■ **READING TEXT**:
Latasha Woods, PhD, NCSP

Clinical Associate, Duke Center for Autism and Brain Development; Clinical Associate, Department of Psychiatry and Behavioral Sciences

Dr. Latasha Woods joined the Duke Center for Autism and Brain Development in 2017 and is completing a postdoctoral fellowship in psychology.  At the Center, Dr. Woods engages in both clinical and research activities, specializing in working with individuals diagnosed with autism spectrum disorder (ASD) and their caregivers.  She holds a doctoral degree in school psychology from the University of North Carolina at Chapel Hill, and completed her pre-doctoral clinical internship at the Emory University School of Medicine (Pediatrics) through the Marcus Autism Center in Atlanta, GA.

Dr. Woods’ recent clinical training has emphasized evaluating and diagnosing individuals with ASD and other neurodevelopmental disorders.  She is also certified as a therapist through the RUBI Autism Network and provides coaching and support to families of children with ASD to address co-occurring challenging behaviors.  With regard to research, Dr. Woods is interested in early identification of ASD in underserved populations, parent-mediated interventions designed to improve disruptive behavior and academic performance, as well as understanding sources of resiliency in African-American families of children with ASD.

Prior to completing her doctoral training, Dr. Woods was employed as a nationally certified school psychologist (NCSP) in public school districts in North Carolina, Louisiana, and Mississippi for more than 10 years.  While working in schools, she conducted diagnostic assessments with preschool and school-age children, delivered short-term counseling services to students, provided consultation services to teachers around instructional practices and student concerns, and engaged in systems-level change efforts to address the needs of students who were at-risk for school failure.  Dr. Woods began her career as a classroom teacher who taught elementary and middle school students in both general and special education settings.

■ **DATASET ENTRIES**:
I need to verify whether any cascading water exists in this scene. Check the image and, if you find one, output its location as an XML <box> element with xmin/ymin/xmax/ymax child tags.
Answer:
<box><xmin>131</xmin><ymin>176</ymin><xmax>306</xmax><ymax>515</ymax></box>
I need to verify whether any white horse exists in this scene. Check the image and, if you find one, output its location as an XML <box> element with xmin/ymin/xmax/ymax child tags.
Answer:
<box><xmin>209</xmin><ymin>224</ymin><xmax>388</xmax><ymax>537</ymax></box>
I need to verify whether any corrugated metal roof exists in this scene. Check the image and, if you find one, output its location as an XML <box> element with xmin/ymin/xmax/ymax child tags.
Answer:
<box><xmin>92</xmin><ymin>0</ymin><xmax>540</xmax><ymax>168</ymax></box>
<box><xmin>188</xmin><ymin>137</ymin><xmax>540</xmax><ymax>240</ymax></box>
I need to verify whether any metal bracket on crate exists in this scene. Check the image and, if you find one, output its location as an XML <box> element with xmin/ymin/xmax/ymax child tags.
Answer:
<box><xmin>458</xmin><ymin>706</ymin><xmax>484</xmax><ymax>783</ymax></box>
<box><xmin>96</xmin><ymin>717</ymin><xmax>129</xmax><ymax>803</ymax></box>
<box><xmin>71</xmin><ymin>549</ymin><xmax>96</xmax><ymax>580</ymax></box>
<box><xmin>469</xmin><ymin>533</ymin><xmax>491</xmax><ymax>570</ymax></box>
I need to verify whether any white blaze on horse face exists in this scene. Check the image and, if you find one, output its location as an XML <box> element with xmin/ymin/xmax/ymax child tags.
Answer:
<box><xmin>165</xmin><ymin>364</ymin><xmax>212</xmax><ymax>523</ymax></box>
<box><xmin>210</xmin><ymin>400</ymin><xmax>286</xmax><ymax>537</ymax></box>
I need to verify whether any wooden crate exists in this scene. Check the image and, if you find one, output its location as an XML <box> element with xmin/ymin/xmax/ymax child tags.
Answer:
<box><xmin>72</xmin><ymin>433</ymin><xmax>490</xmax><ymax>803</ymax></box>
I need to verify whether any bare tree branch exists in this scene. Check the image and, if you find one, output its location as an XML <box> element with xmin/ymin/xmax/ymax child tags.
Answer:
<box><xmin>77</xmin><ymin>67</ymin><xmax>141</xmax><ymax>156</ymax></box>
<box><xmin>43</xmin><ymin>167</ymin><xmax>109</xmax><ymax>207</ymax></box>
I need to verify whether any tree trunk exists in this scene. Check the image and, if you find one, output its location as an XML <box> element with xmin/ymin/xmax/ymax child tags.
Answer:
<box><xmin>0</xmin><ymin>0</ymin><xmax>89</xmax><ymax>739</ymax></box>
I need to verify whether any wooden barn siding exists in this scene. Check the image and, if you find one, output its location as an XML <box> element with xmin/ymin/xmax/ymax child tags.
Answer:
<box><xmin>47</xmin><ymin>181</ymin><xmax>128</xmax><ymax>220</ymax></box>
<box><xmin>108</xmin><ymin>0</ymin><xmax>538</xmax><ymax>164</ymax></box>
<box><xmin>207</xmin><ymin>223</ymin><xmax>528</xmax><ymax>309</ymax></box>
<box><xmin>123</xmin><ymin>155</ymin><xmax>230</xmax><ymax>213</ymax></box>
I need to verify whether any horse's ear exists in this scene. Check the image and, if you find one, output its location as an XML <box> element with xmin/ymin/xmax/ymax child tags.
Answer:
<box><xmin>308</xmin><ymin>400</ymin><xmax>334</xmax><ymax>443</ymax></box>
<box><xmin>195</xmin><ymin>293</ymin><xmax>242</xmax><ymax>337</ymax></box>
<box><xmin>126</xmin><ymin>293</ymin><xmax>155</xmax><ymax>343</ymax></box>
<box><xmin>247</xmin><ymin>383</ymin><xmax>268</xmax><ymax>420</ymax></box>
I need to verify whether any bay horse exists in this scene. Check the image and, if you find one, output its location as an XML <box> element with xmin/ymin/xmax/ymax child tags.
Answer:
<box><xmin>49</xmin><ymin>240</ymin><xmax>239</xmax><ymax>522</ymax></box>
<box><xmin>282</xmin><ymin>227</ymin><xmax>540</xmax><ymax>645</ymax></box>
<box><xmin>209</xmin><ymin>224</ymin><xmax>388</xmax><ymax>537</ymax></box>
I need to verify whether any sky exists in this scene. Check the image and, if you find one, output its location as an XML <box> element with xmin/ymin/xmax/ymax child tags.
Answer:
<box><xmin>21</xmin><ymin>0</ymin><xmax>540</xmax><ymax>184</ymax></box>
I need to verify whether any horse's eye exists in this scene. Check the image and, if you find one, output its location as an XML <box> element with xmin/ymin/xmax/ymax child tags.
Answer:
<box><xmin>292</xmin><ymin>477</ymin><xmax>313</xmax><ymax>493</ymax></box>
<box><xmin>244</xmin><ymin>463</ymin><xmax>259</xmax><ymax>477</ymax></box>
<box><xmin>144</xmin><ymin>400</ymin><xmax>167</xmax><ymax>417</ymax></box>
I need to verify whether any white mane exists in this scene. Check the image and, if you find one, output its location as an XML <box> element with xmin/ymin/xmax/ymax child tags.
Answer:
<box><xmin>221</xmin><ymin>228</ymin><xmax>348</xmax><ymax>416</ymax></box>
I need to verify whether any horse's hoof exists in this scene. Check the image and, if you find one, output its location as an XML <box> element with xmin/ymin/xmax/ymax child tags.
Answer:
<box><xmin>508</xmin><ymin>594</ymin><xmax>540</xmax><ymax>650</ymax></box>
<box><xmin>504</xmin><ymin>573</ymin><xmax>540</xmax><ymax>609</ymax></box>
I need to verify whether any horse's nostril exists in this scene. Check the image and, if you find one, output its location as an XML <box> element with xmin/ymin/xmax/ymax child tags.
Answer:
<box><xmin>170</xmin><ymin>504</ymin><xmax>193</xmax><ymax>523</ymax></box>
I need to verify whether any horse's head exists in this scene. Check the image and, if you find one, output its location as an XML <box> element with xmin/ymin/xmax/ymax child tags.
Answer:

■ **EXERCISE REQUIREMENTS**: Reproduce the full profile of Latasha Woods word for word, from its heading through its final sentence.

■ **ANSWER TO THE EXERCISE**:
Latasha Woods, PhD, NCSP

Clinical Associate, Duke Center for Autism and Brain Development; Clinical Associate, Department of Psychiatry and Behavioral Sciences

Dr. Latasha Woods joined the Duke Center for Autism and Brain Development in 2017 and is completing a postdoctoral fellowship in psychology.  At the Center, Dr. Woods engages in both clinical and research activities, specializing in working with individuals diagnosed with autism spectrum disorder (ASD) and their caregivers.  She holds a doctoral degree in school psychology from the University of North Carolina at Chapel Hill, and completed her pre-doctoral clinical internship at the Emory University School of Medicine (Pediatrics) through the Marcus Autism Center in Atlanta, GA.

Dr. Woods’ recent clinical training has emphasized evaluating and diagnosing individuals with ASD and other neurodevelopmental disorders.  She is also certified as a therapist through the RUBI Autism Network and provides coaching and support to families of children with ASD to address co-occurring challenging behaviors.  With regard to research, Dr. Woods is interested in early identification of ASD in underserved populations, parent-mediated interventions designed to improve disruptive behavior and academic performance, as well as understanding sources of resiliency in African-American families of children with ASD.

Prior to completing her doctoral training, Dr. Woods was employed as a nationally certified school psychologist (NCSP) in public school districts in North Carolina, Louisiana, and Mississippi for more than 10 years.  While working in schools, she conducted diagnostic assessments with preschool and school-age children, delivered short-term counseling services to students, provided consultation services to teachers around instructional practices and student concerns, and engaged in systems-level change efforts to address the needs of students who were at-risk for school failure.  Dr. Woods began her career as a classroom teacher who taught elementary and middle school students in both general and special education settings.